» TEXT EXTRACT
>> start

Stony Brook Hebrew Congregation (SBHC) is a warm and inviting community synagogue serving the Orthodox community in Stony Brook and the surrounding areas. We are a diverse bunch: professionals, students, retirees, young families, empty nesters, rationalists and seekers. A warm group providing support and community to all those who enter our doors.
Rabbi Jeremy Perlow
Rabbi
Rabbi Perlow is a passionate teacher who believes in building community through Torah learning, community engagement, and personal relationships. After studying in Israel for two years at Yeshivat Shaalvim, Rabbi Perlow earned a BS in Accounting from Sy Syms School of Business and a MA in Bible from Bernard Revel Graduate School. He received his Semicha from Yeshiva University’s Rabbi Isaac Elchonon Theological Seminary.
Previously, Rabbi Perlow served as the Rabbinic Intern of Congregation Keter Torah in Teaneck, NJ and of Lincoln Square Synagogue in Manhattan. In addition, he served as the Interim Rabbi of Congregation Ohav Sholom in Manhattan.

>> end

» YOUR OBJECTIVE
According to the synagogue description, where did Rabbi Perlow receive his Semicha? The material that follows bears no relation to the synagogue description.

» DATASET EXTRACT

>> start

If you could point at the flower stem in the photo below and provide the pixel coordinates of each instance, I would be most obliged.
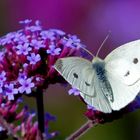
(40, 110)
(8, 128)
(82, 130)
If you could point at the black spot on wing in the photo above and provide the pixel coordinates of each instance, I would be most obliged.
(59, 65)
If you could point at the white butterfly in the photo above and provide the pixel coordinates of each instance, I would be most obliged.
(108, 84)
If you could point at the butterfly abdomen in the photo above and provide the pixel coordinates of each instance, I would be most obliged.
(105, 86)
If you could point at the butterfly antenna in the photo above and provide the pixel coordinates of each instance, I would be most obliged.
(103, 43)
(87, 51)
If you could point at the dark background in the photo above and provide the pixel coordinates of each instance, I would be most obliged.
(90, 20)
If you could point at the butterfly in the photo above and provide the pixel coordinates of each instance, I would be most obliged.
(107, 85)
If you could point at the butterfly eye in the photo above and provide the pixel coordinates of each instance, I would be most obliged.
(75, 75)
(135, 60)
(87, 84)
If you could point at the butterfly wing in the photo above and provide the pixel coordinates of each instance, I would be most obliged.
(81, 75)
(122, 67)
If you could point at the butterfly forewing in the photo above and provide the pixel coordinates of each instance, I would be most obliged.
(80, 73)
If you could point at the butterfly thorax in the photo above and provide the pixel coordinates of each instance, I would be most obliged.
(99, 67)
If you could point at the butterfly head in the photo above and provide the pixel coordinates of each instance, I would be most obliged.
(97, 60)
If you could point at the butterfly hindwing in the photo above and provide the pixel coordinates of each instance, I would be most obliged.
(123, 72)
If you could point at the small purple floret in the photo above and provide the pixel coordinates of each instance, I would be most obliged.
(53, 50)
(26, 85)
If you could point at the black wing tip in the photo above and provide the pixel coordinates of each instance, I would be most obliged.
(58, 65)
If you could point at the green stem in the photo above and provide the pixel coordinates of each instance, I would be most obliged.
(82, 130)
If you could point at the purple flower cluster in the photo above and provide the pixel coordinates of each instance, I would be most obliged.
(28, 56)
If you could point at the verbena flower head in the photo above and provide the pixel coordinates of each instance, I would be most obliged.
(28, 55)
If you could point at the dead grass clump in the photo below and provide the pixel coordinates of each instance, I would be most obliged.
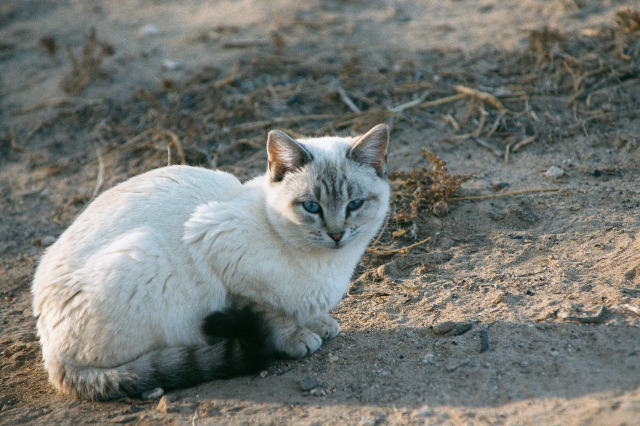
(543, 41)
(88, 67)
(628, 20)
(423, 189)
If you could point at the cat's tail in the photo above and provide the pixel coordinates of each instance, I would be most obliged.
(241, 343)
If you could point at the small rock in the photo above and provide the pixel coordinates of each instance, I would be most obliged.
(443, 327)
(164, 405)
(152, 394)
(124, 419)
(424, 412)
(149, 30)
(554, 172)
(170, 65)
(440, 209)
(307, 384)
(451, 328)
(318, 392)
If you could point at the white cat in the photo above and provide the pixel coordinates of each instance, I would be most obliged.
(184, 274)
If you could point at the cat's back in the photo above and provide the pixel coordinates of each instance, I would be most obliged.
(159, 201)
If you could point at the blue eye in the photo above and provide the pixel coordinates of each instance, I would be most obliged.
(354, 205)
(311, 207)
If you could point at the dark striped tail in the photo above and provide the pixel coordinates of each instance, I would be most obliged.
(240, 343)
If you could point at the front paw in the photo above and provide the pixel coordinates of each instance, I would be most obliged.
(301, 343)
(325, 326)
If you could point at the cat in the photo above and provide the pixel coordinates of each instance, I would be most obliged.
(184, 274)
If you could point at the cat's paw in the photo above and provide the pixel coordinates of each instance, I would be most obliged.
(303, 342)
(325, 326)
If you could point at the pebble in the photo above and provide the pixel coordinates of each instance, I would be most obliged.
(307, 384)
(124, 419)
(318, 392)
(152, 394)
(451, 328)
(170, 65)
(554, 172)
(149, 30)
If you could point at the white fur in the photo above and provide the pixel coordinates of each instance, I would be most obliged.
(144, 264)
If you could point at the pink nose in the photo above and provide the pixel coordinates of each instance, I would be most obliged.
(336, 237)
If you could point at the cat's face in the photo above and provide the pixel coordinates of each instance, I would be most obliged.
(328, 192)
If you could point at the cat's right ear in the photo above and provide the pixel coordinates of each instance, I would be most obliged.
(285, 155)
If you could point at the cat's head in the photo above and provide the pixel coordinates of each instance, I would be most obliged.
(328, 192)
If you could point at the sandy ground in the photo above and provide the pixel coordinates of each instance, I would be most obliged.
(508, 91)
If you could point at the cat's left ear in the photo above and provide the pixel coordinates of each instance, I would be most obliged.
(285, 155)
(371, 149)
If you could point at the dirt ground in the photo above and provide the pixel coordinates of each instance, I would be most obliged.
(527, 239)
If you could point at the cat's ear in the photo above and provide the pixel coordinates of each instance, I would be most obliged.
(285, 155)
(371, 149)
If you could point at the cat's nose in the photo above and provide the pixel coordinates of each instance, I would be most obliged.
(337, 236)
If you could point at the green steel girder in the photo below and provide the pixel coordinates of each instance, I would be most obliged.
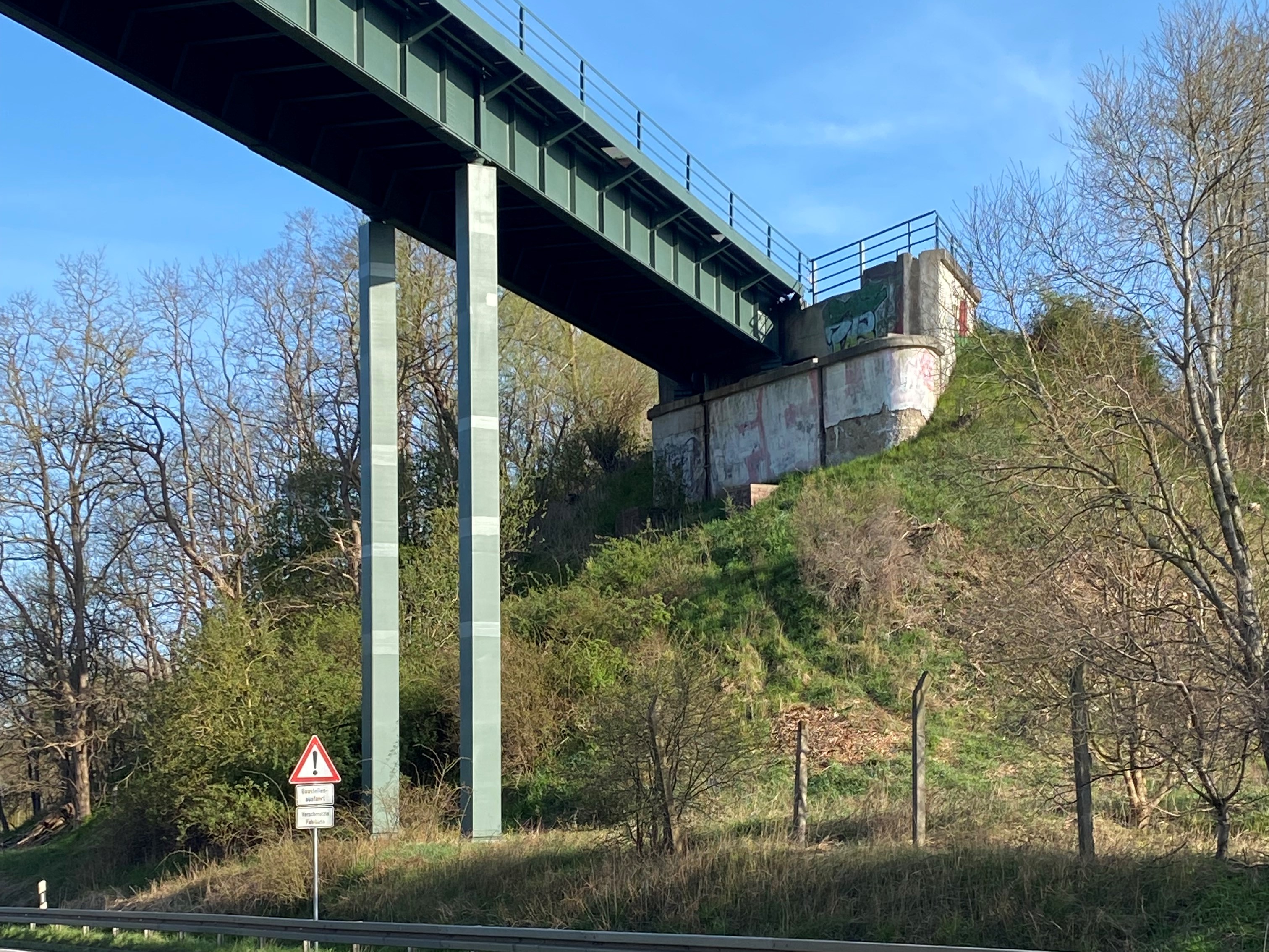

>> end

» RIGHT ANSWER
Yeshiva University's Rabbi Isaac Elchonon Theological Seminary.